Objective: Print every line of the material below verbatim, with nothing changed, added, or left out.
━━ Provided entries ━━
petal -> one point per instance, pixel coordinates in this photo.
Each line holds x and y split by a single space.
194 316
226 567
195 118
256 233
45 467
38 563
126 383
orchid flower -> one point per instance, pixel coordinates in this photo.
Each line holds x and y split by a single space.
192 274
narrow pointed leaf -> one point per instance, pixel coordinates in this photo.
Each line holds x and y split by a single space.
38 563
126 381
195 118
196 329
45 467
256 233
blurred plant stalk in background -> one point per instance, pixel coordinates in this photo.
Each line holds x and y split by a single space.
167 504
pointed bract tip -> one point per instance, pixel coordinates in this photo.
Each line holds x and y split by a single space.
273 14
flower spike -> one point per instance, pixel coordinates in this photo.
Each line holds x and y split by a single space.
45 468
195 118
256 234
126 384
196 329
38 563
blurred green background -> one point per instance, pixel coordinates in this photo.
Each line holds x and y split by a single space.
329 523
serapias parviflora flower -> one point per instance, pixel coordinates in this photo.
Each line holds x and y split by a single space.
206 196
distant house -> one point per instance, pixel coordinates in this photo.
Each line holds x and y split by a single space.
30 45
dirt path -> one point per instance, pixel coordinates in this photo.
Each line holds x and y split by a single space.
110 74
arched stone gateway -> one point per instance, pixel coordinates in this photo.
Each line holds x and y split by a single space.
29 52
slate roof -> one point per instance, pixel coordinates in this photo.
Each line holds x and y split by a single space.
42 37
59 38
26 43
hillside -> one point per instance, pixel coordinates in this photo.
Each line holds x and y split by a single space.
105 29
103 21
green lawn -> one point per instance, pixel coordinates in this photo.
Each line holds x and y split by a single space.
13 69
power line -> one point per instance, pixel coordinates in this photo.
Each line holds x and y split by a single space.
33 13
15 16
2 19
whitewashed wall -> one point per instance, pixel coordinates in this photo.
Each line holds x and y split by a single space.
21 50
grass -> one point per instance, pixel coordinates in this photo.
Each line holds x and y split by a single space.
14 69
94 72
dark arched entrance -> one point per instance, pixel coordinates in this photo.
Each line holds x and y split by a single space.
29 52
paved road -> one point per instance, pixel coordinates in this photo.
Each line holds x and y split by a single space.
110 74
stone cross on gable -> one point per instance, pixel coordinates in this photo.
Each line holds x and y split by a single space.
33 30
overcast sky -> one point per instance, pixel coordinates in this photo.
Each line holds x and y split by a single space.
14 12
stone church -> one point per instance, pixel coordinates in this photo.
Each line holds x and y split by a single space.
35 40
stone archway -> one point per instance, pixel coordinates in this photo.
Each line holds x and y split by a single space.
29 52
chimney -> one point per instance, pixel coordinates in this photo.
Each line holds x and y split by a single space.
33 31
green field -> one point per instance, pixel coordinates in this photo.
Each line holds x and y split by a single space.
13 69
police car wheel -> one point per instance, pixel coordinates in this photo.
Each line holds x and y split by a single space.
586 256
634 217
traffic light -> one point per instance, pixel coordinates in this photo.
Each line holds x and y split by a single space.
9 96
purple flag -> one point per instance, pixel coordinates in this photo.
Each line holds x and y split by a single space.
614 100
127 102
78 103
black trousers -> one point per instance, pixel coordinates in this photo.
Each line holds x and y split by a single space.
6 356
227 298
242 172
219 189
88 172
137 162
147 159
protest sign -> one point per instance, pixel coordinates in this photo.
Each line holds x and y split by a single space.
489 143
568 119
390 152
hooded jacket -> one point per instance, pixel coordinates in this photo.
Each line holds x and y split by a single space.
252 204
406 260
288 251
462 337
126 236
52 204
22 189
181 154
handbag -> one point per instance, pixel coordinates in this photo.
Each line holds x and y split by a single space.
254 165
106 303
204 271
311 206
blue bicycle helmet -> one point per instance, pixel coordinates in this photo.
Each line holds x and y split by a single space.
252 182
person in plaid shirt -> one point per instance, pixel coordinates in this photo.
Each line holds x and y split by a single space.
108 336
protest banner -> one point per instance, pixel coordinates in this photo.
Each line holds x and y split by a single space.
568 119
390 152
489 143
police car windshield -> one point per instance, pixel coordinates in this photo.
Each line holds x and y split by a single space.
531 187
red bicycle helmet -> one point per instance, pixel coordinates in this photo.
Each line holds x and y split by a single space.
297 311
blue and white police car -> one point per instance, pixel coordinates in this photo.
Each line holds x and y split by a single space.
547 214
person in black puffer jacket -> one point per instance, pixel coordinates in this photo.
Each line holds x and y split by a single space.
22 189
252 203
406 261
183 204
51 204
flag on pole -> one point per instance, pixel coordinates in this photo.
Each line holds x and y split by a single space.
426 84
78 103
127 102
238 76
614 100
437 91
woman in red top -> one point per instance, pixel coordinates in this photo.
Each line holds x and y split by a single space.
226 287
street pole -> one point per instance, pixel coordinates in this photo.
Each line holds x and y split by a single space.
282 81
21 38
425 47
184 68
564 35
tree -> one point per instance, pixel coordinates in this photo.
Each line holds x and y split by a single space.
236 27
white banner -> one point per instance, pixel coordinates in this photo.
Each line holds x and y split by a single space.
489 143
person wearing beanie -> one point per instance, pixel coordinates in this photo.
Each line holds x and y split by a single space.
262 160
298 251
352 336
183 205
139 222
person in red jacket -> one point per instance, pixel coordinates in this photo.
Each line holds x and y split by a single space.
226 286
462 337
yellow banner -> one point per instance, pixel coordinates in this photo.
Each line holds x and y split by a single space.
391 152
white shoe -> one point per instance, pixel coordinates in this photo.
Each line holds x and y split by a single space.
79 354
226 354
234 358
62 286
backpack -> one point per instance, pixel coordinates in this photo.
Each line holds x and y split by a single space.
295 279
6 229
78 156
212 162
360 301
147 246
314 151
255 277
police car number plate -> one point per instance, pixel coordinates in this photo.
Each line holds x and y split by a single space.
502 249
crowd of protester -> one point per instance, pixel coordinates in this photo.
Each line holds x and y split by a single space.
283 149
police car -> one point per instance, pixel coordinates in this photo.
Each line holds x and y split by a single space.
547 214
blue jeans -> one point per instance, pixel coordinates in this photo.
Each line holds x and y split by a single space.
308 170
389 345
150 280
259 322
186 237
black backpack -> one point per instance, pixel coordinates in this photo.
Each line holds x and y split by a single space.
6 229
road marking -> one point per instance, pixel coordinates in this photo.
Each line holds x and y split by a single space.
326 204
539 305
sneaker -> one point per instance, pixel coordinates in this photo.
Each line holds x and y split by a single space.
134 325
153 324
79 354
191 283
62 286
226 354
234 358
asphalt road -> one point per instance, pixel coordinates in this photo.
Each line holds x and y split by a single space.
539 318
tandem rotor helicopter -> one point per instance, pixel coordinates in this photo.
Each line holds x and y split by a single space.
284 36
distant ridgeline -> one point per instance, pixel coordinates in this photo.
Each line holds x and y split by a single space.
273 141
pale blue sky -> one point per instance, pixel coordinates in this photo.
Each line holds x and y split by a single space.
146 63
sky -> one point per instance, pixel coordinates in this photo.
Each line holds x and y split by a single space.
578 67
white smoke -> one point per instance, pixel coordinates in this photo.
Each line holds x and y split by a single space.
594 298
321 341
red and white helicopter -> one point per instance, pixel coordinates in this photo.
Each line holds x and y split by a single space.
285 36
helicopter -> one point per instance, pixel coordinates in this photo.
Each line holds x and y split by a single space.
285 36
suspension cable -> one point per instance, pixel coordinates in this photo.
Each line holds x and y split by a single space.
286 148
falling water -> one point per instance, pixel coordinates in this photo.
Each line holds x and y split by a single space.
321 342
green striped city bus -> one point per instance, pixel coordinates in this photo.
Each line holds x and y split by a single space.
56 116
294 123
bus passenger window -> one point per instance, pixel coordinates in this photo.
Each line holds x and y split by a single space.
━━━
Result of the exercise:
petal -> one point per instance, pixel coordinates in this photo.
Each line holds x and y split by a single space.
194 316
226 567
195 118
256 233
45 467
38 563
126 383
orchid flower -> one point per instance, pixel coordinates in this photo.
Each line holds x and y split by a single space.
192 274
narrow pointed leaf -> one point per instance, pixel coordinates in this photo.
Each line holds x and y split by a single space.
38 563
126 381
195 118
196 329
45 467
256 233
blurred plant stalk in background -> one point per instance, pixel coordinates in this photo.
Each line holds x and y split by a single space.
167 504
pointed bract tip -> one point per instance, pixel coordinates in this photo.
Each line holds x and y split by a single space.
273 14
flower spike -> one point per instance, pixel coordinates in this photo.
Each line holds x and y split by a single space.
45 468
195 118
256 234
126 384
196 329
38 563
blurred green background -> one point per instance, pixel coordinates in this photo.
Each line holds x and y split by a single space.
329 523
serapias parviflora flower -> one point per instance, pixel coordinates in this photo.
Each line holds x and y split by a single space.
206 196
distant house -> one point per instance, pixel coordinates in this photo.
Each line holds x and y split by a single space.
30 45
dirt path -> one point per instance, pixel coordinates in this photo.
Each line holds x and y split by a single space.
110 74
arched stone gateway -> one point per instance, pixel coordinates in this photo.
Each line holds x and y split by a single space.
29 52
slate roof -> one point per instance, pixel coordinates in this photo.
Each line holds x and y split by a single space.
42 37
59 38
26 43
hillside -> one point per instance, pixel coordinates in this photo.
Each line holds x and y split by a single space.
105 29
103 21
green lawn -> one point per instance, pixel coordinates in this photo.
Each line holds x and y split by a single space.
13 69
power line -> one point per instance, pixel coordinates in this photo.
Each line holds x and y split by a single space.
33 13
15 16
2 19
whitewashed wall -> one point per instance, pixel coordinates in this photo.
Each line holds x and y split by a single space.
21 50
grass -> one point per instance, pixel coordinates in this photo.
Each line holds x and y split by a single space.
14 69
94 72
dark arched entrance -> one point per instance, pixel coordinates in this photo.
Each line holds x and y split by a single space.
29 52
paved road -> one point per instance, pixel coordinates in this photo.
Each line holds x and y split by a single space.
110 74
stone cross on gable -> one point per instance, pixel coordinates in this photo.
Each line holds x and y split by a single space.
33 30
overcast sky -> one point per instance, pixel coordinates in this photo.
Each line holds x and y split by a single space.
14 12
stone church -> one point per instance, pixel coordinates in this photo.
Each line holds x and y split by a single space.
35 40
stone archway -> one point per instance, pixel coordinates in this photo.
Each line holds x and y split by a single space.
29 52
chimney -> one point per instance, pixel coordinates in this photo.
Each line holds x and y split by a single space.
33 31
green field -> one point per instance, pixel coordinates in this photo.
Each line holds x and y split by a single space.
13 69
police car wheel -> one point per instance, pixel coordinates in this photo.
Each line holds x and y split by a single space.
586 256
634 217
traffic light -> one point per instance, pixel coordinates in this photo.
Each line holds x and y split by a single space.
9 96
purple flag -> one point per instance, pixel coordinates in this photo.
Each line holds x and y split by a single space.
614 100
127 102
78 103
black trousers -> one point per instance, pixel coordinates in this photo.
Each line holds x and y split by a single space.
6 356
227 298
242 172
219 189
88 172
137 162
147 159
protest sign -> one point per instance, pixel coordinates in this photo.
Each line holds x and y split by a single space.
489 143
568 119
390 152
hooded jacket -> one point per instance, pixel coordinates in this photo.
Each line holds x and y split by a single space.
252 204
406 260
288 251
462 337
126 236
52 204
22 189
181 154
handbag -> one point per instance, pixel coordinates in this photo.
Each line holds x and y split by a single space.
254 165
106 303
204 271
311 206
blue bicycle helmet -> one point per instance, pixel coordinates in this photo.
Each line holds x and y split by a single space.
252 182
person in plaid shirt -> one point per instance, pixel coordinates in this photo.
Each line holds x and y split by a single space.
108 336
protest banner -> one point per instance, pixel coordinates in this photo.
Each line holds x and y split by a single space.
568 119
390 152
489 143
police car windshield -> one point per instance, pixel coordinates in this photo.
Each line holds x and y split by a single space.
531 187
red bicycle helmet -> one point per instance, pixel coordinates in this photo.
Each line holds x and y split by a single space.
297 311
blue and white police car -> one point per instance, pixel coordinates in this photo.
Each line holds x and y split by a single space.
547 214
person in black puffer jacket -> one point per instance, pixel coordinates in this photo.
Each line holds x and y split by a single space.
22 189
252 203
406 261
183 204
51 204
flag on pole -> one point per instance, pixel coordinates in this photo.
Each line holds x and y split by a single space.
426 84
78 103
127 102
238 76
614 100
437 91
woman in red top -> one point per instance, pixel coordinates in this photo.
Each line holds x and y split by a single space.
226 287
street pole -> one point per instance, pixel coordinates in this photo.
Each line holds x and y split by a single space.
282 81
21 38
425 47
184 68
564 35
tree -> one point per instance, pixel coordinates in this photo.
Each line holds x and y split by a single space.
236 27
white banner -> one point per instance, pixel coordinates in this photo.
Each line holds x and y split by a single space.
489 143
person wearing beanie -> one point per instance, pixel coordinates in this photo.
Each line holds x and y split by a single space.
262 160
298 251
352 336
183 205
139 222
person in red jacket -> one point per instance, pixel coordinates in this photo.
Each line holds x and y split by a single space.
226 286
462 337
yellow banner -> one point per instance, pixel coordinates in this photo.
Each line holds x and y split by a single space.
391 152
white shoe -> one point per instance, pixel coordinates in this photo.
Each line holds x and y split by a single space.
79 354
226 354
234 358
62 286
backpack -> one point per instance, pixel coordinates in this photo.
Each line holds x and y split by a single space.
295 279
6 229
78 156
212 162
360 301
147 246
314 151
255 277
police car number plate -> one point per instance, pixel coordinates in this photo.
Each line holds x and y split by a single space.
502 249
crowd of protester -> one point per instance, pixel coordinates in this photo.
Each line holds x and y split by a single space.
283 149
police car -> one point per instance, pixel coordinates in this photo.
Each line holds x and y split by a single space.
547 214
blue jeans -> one point per instance, pixel coordinates in this photo.
Each line holds x and y split by a single space.
308 170
389 345
150 280
259 322
186 237
black backpack -> one point per instance, pixel coordinates in this photo.
Each line holds x and y split by a single space.
6 229
road marking -> one point per instance, pixel coordinates in this photo.
Each line holds x and y split by a single space.
326 204
539 305
sneaker -> one point per instance, pixel coordinates in this photo.
Each line holds x and y split by a single space.
134 325
153 324
79 354
191 283
62 286
226 354
234 358
asphalt road -> one point per instance, pixel coordinates in this photo.
Each line holds x and y split by a single space.
539 318
tandem rotor helicopter -> one point per instance, pixel coordinates in this photo.
Each line holds x and y split by a single space.
284 36
distant ridgeline -> one point per instance, pixel coordinates in this photo.
Each line holds x and y split by a single space.
273 141
pale blue sky -> one point per instance, pixel coordinates in this photo.
Each line holds x and y split by a single space.
146 63
sky -> one point per instance, pixel coordinates in this photo.
Each line holds x and y split by a single space.
578 67
white smoke -> one point per instance, pixel coordinates in this photo.
Each line holds x and y split by a single space.
594 298
321 341
red and white helicopter -> one point per instance, pixel coordinates in this photo.
Each line holds x and y split by a single space.
285 36
helicopter -> one point per instance, pixel coordinates in this photo.
Each line holds x and y split by a single space.
285 36
suspension cable -> one point per instance, pixel coordinates in this photo.
Each line holds x and y split by a single space.
286 148
falling water -> one point per instance, pixel coordinates in this photo.
Each line holds x and y split by a single space.
321 342
green striped city bus -> one point per instance, pixel coordinates in this photo.
Each line holds x and y split by a single space.
56 116
294 123
bus passenger window -> one point per instance, pixel coordinates in this photo.
Each line holds x and y split by a single space.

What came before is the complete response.